Return the following lines word for word, with no changes.

___ The data ___

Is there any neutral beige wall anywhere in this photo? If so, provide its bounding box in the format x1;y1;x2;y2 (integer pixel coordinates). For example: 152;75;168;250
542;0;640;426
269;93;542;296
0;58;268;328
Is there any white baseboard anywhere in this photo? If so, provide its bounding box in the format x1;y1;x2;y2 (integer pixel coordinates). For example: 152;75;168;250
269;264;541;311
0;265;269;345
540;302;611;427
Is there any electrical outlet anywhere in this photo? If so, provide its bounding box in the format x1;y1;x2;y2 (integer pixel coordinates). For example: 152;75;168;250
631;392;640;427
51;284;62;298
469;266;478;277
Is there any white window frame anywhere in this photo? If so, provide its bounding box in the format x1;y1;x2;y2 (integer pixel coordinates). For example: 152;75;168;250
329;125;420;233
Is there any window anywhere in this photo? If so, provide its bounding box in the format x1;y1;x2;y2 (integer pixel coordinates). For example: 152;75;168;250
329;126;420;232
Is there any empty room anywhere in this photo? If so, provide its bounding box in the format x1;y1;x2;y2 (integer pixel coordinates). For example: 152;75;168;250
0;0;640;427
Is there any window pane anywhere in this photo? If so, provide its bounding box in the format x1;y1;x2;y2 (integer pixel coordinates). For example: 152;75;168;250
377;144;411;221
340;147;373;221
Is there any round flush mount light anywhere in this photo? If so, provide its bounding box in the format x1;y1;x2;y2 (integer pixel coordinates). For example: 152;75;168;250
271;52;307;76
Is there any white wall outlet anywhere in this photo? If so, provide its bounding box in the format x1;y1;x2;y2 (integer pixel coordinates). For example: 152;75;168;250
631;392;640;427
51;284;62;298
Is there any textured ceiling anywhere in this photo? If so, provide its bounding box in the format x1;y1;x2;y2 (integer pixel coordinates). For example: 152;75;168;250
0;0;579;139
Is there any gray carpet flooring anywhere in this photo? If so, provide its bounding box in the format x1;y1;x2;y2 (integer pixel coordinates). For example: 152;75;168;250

___

■ **Written solution**:
Is there any neutral beige wall anywhere in this photo? If so, provide its bounding box in the format x1;y1;x2;y2 (integer pixel coordinates). For example: 152;75;168;250
542;0;640;426
269;93;542;296
0;58;268;328
Is there any white baseboard anywhere in this photo? If so, provide its bounding box in the format x1;y1;x2;y2 (integer pixel coordinates). For example: 152;75;168;250
269;264;541;311
0;265;269;345
540;302;611;427
Is there any electrical outlet anywhere in this photo? If so, provide its bounding box in the format x1;y1;x2;y2 (integer pixel coordinates). For example: 152;75;168;250
631;392;640;427
51;284;62;298
469;266;478;277
Is there any white window frame anywhere in this photo? If so, provide its bounding box in the format x1;y1;x2;y2 (integer pixel coordinates). For example: 152;75;168;250
329;125;420;233
Is there any window anywhere in this photo? If so, provide its bounding box in the format x1;y1;x2;y2 (integer pixel coordinates). For example: 152;75;168;250
329;126;420;232
Is there any empty room anywhere in this photo? If so, provide its bounding box in the format x1;y1;x2;y2 (integer pixel coordinates). For example: 152;75;168;250
0;0;640;427
Is there any window pane anywhere in this photo? If so, provide its bounding box in the format x1;y1;x2;y2 (integer pixel coordinates). For example: 152;75;168;250
377;144;411;221
340;147;373;221
Is there any round flush mount light anywhere in this photo? If so, provide its bounding box in the format x1;y1;x2;y2 (integer pixel coordinates). For example: 152;75;168;250
271;52;307;76
Is there any white wall outlet anywhere in this photo? If so, provide its bounding box in the format x1;y1;x2;y2 (integer pixel coordinates). For example: 152;75;168;250
631;392;640;427
51;284;62;298
Is there any textured ceiling anywhere in this photo? If so, provide its bounding box in the format x1;y1;x2;y2 (integer pixel coordinates). For example: 152;75;168;250
0;0;579;139
Is there any gray carpet flooring anywhere in this photo? If so, provide its bounding box in the format x1;y1;x2;y2 (integer pixel coordinates). For example: 152;75;168;250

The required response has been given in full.